▸ **Textauszug**

:::

Ein guter Text bietet Variation: immer wieder neue Wörter und neue Formulierungen. Sonst wird es langweilig. Auch Satzlänge und Satzbau sollten variieren.
Der ewig gleiche Satzbau „Subjekt – Prädikat – Objekt“ macht keine Lust auf mehr. Also wechseln wir beim Schreiben ab und schieben bei unseren Sätzen mal den einen und mal den anderen Satzteil an den Anfang.
Ähnlich bei der Satzlänge: Um für Abwechslung zu sorgen, formulieren wir mal längere und mal kürzere Sätze.
Doch kurze Sätze ziehen Aufmerksamkeit. Und das können und sollten wir gezielt für die Dramaturgie einer Szene nutzen.
Kurz heißt: weniger als zehn Wörter. Vor allem sehr kurze Sätze mit einer Länge von zwei, drei oder vier Wörtern können wir dramaturgisch sehr gut nutzen.
Denn kurze Sätze erhöhen die Spannung. Eine temporeiche Verfolgungsjagd verliert durch lange Sätze an dramatischer Stimmung. Also sollte eine besonders spannende Passage ein Mix aus eher mittellangen und kurzen Sätzen sein. So verleihe ich der Szene deutlich mehr Tempo.
Als ich gegen elf Uhr den Laden betrat, war Mischke noch immer nicht aufgetaucht. Dabei hatte er fest versprochen, mir zu helfen. Suchend blickte ich aus dem Fenster und entdeckte auf der anderen Straßenseite sein Auto. Der rote Polo stand direkt neben dem Pfeiler. Der Motor lief.
Wenn man ein Buch schreiben möchte, dann lässt sich mit nur wenigen Zeilen Spannung erzeugen. Dabei sorgt nicht nur der Inhalt für Spannung, sondern auch die Satzlänge.
Doch die Wirkung kurzer Sätze nutzt sich ab. Ein mehrzeiliger Absatz aus kurzen Sätzen stört den Lesefluss und nervt.
Deshalb sollten wir kurze Sätze nur sparsam verwenden. Beispielsweise um die Spannung zu erhöhen. Oder wenn wir die Aufmerksamkeit der Lesenden auf eine bestimmte Sache richten wollen.
Das funktioniert wunderbar, wie das Beispiel von Patrick Süskind zeigt. Im folgenden Absatz lenken die beiden kurzen Sätze unsere Aufmerksamkeit genau dahin, wo Süskind sie haben will.
Der Duft war so himmlisch gut, daß Baldini schlagartig das Wasser in die Augen trat. Er brauchte keine Probe zu nehmen, er stand nur am Werktisch vor der Mischflasche und atmete. Das Parfum war herrlich. Er war im Vergleich zu ‚Amor und Psyche‘ wie eine Sinfonie im Vergleich zum einsamen Gekratze einer Geige. Und es war mehr.
Patrick Süskind: Das Parfüm. Die Geschichte eines Mörders. Diogenes Taschenbuch, 1994, S. 111.

:::

▸ **Angaben**
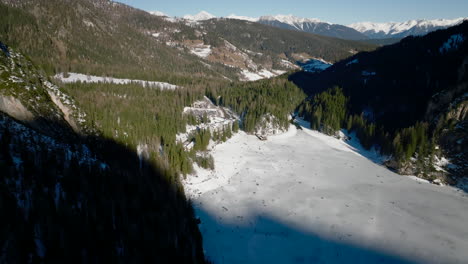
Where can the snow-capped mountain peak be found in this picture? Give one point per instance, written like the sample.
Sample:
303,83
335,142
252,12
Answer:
403,29
290,19
234,16
203,15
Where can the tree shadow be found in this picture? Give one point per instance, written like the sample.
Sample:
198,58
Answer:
69,198
265,239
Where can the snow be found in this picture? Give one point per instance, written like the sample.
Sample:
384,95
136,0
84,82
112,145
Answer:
262,74
368,73
355,61
158,13
394,28
78,77
203,15
251,19
290,20
202,51
452,43
304,197
316,65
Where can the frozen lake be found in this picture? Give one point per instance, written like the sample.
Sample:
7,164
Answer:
304,197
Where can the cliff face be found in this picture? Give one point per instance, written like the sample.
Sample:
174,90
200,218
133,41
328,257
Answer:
69,195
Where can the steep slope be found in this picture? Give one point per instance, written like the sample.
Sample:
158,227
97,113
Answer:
100,38
417,84
105,38
271,43
312,26
403,29
70,195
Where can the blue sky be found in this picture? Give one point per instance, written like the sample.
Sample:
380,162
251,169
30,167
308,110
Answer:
335,11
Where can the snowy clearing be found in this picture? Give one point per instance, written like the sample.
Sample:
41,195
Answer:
202,51
79,77
263,74
304,197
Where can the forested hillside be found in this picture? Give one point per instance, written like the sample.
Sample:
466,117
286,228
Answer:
107,38
408,98
69,193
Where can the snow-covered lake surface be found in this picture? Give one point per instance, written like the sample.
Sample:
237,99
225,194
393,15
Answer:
303,197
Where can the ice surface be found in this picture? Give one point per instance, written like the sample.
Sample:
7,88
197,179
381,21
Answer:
304,197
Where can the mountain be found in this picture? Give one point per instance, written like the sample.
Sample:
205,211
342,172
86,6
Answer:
403,29
251,19
203,15
419,84
312,26
158,13
105,38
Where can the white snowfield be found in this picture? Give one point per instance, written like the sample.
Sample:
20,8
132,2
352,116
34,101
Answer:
79,77
247,75
303,197
394,28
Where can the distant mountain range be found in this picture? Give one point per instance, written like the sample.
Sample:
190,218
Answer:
403,29
356,31
312,26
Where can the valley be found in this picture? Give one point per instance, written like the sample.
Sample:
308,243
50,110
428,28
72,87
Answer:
131,136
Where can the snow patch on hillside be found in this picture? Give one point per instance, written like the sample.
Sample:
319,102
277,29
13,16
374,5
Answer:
202,51
203,15
262,74
452,43
79,77
218,118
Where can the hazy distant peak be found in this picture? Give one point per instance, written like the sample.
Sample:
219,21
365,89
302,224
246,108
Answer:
246,18
158,13
402,29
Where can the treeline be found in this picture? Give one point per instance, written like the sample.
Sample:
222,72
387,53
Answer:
253,100
91,200
108,39
328,112
134,115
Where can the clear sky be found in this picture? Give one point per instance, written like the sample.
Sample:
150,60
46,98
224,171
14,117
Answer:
335,11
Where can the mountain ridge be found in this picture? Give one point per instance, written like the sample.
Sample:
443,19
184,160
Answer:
404,29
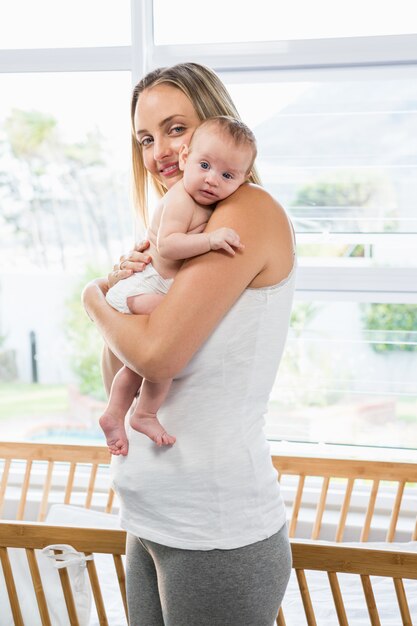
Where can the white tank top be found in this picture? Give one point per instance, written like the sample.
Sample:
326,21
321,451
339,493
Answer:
216,487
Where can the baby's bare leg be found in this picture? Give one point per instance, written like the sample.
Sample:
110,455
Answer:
123,391
144,419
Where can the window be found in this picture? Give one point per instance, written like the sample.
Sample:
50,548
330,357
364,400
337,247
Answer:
333,103
334,148
182,23
50,24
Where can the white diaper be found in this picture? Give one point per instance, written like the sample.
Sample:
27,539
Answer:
148,281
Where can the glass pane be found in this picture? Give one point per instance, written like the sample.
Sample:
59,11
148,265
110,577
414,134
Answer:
341,155
269,20
356,387
65,217
75,24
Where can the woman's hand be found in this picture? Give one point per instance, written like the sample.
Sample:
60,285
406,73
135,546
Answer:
133,261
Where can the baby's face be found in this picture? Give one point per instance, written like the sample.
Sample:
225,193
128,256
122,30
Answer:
215,167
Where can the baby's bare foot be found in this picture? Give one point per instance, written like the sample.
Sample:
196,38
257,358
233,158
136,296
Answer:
116,438
150,426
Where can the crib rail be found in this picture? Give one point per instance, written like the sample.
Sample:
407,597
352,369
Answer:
338,559
33,537
341,476
46,473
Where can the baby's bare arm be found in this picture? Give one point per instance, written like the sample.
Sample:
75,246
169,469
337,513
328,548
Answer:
175,242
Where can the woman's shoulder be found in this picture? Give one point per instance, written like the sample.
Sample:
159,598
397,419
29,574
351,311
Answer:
253,203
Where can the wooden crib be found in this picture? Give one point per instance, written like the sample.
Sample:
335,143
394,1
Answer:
320,494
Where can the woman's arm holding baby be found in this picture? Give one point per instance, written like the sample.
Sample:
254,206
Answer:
159,345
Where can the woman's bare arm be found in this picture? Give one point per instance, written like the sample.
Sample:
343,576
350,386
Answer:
158,346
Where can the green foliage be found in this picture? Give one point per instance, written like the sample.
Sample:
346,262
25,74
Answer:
301,315
335,193
390,318
84,341
29,131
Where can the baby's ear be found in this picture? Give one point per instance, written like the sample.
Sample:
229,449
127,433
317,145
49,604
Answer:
182,156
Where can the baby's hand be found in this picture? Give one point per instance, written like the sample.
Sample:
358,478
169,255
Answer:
225,239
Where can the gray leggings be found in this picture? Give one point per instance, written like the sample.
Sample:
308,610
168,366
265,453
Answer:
176,587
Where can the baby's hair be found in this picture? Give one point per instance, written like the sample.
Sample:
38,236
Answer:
235,129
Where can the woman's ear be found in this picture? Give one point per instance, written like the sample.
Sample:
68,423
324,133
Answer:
182,156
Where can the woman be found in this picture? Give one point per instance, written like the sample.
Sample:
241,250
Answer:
207,542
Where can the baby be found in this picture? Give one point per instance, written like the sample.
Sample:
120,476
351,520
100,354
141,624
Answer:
218,160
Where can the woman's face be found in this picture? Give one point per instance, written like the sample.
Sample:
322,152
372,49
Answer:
165,119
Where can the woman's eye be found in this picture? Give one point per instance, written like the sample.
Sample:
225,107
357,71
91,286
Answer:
177,129
145,141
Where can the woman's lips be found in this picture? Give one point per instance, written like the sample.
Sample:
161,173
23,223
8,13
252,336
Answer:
169,169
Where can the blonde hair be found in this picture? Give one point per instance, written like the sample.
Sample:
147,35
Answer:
239,133
209,97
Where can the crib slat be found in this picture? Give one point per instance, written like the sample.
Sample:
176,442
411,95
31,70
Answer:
46,489
402,602
98,598
25,487
121,577
345,509
70,483
320,508
90,490
337,598
305,596
296,507
370,600
370,511
3,485
38,588
395,511
11,587
110,499
68,596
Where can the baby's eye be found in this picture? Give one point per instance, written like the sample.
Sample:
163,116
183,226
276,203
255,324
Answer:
176,130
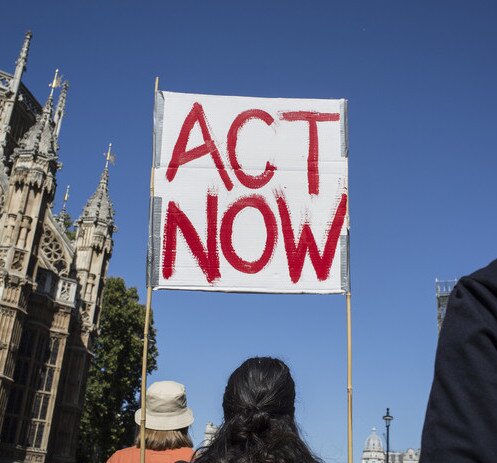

:::

▸ **Aufgabe**
Gib aus dem Text über kurze Sätze den Abschnitt wortgetreu wieder, der mit den Worten „Der ewig gleiche“ einsetzt und mit „deutlich mehr Tempo.“ schließt.

▸ **Antwort**
Der ewig gleiche Satzbau „Subjekt – Prädikat – Objekt“ macht keine Lust auf mehr. Also wechseln wir beim Schreiben ab und schieben bei unseren Sätzen mal den einen und mal den anderen Satzteil an den Anfang.
Ähnlich bei der Satzlänge: Um für Abwechslung zu sorgen, formulieren wir mal längere und mal kürzere Sätze.
Doch kurze Sätze ziehen Aufmerksamkeit. Und das können und sollten wir gezielt für die Dramaturgie einer Szene nutzen.
Kurz heißt: weniger als zehn Wörter. Vor allem sehr kurze Sätze mit einer Länge von zwei, drei oder vier Wörtern können wir dramaturgisch sehr gut nutzen.
Denn kurze Sätze erhöhen die Spannung. Eine temporeiche Verfolgungsjagd verliert durch lange Sätze an dramatischer Stimmung. Also sollte eine besonders spannende Passage ein Mix aus eher mittellangen und kurzen Sätzen sein. So verleihe ich der Szene deutlich mehr Tempo.